Fragmento seleccionado:
Iglesia de Santa Anna, de Barcelona. Mucho bullicio en la puerta; no es la procesión del Corpus Christi, ni boda, ni bautizo, ni ceremonia religiosa alguna. Pero este templo tiene abiertas sus puertas y la gente hace una larga cola que dobla la esquina. Se aproximan a la puerta lentamente, cabizbajos, cansados de esperar, pero ¡son tantos!…
Hay más que ayer, cada día más. Es gente de diferente edad, nacionalidad y religión, pero todos con una esperanza común: conseguir alimento, aliviar el hambre, subsistir un día más.
Para unos, con más vergüenza que hambre, es su primer día; otros piensan que es el último, porque por fin les llegará la ayuda de un gobierno que prometió pan para los pobres e igualdad entre todos los hombres.
Pero solo tienen ante sí voluntarios extenuados que les reparten su menú. A cambio, solo tienen que extender la mano; nadie les pregunta nada, ni les cobra nada, ni tienen que rellenar ningún formulario de 100 casillas.
Todos tienen derecho a estar allí y el único requisito es la pobreza.

Información proporcionada:
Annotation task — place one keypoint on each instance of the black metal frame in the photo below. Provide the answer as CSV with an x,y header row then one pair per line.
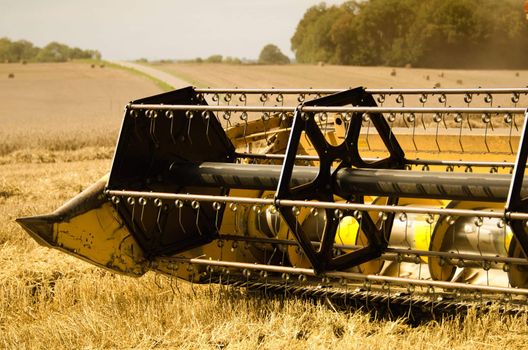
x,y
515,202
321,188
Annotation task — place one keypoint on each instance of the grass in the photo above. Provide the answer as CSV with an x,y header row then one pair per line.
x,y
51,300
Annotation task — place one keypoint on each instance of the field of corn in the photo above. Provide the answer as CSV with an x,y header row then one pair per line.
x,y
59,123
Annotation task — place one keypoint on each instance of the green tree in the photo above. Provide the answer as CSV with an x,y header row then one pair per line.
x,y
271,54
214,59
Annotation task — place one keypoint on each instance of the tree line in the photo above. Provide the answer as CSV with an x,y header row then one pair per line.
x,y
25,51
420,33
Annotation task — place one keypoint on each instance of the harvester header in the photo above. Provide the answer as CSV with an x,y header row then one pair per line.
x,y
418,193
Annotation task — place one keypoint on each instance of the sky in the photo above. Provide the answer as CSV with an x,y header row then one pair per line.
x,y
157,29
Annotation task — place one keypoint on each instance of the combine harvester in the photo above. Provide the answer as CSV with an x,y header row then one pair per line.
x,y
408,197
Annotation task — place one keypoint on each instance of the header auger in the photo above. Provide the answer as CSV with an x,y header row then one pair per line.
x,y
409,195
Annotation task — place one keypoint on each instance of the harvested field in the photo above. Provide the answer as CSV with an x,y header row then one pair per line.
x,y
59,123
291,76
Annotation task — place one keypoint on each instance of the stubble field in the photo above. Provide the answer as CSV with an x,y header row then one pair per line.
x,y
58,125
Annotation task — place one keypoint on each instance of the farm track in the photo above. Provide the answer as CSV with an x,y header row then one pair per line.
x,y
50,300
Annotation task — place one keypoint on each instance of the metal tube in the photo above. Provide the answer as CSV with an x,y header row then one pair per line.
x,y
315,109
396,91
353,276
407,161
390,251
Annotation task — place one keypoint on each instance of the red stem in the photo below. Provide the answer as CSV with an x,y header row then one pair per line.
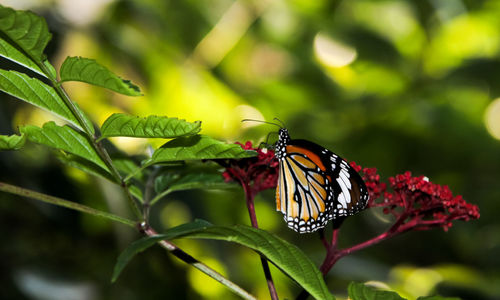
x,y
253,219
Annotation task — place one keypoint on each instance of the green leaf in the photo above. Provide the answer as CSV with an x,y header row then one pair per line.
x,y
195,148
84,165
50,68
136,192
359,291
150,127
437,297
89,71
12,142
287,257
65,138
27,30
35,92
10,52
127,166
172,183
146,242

Tarea a realizar: Imprima literalmente el pasaje del fragmento sobre la iglesia de Santa Anna que comienza con "Para unos, con" y continúa hasta "de 100 casillas.". Los registros no intervienen en este caso.

Respuesta del ejercicio:
Para unos, con más vergüenza que hambre, es su primer día; otros piensan que es el último, porque por fin les llegará la ayuda de un gobierno que prometió pan para los pobres e igualdad entre todos los hombres.
Pero solo tienen ante sí voluntarios extenuados que les reparten su menú. A cambio, solo tienen que extender la mano; nadie les pregunta nada, ni les cobra nada, ni tienen que rellenar ningún formulario de 100 casillas.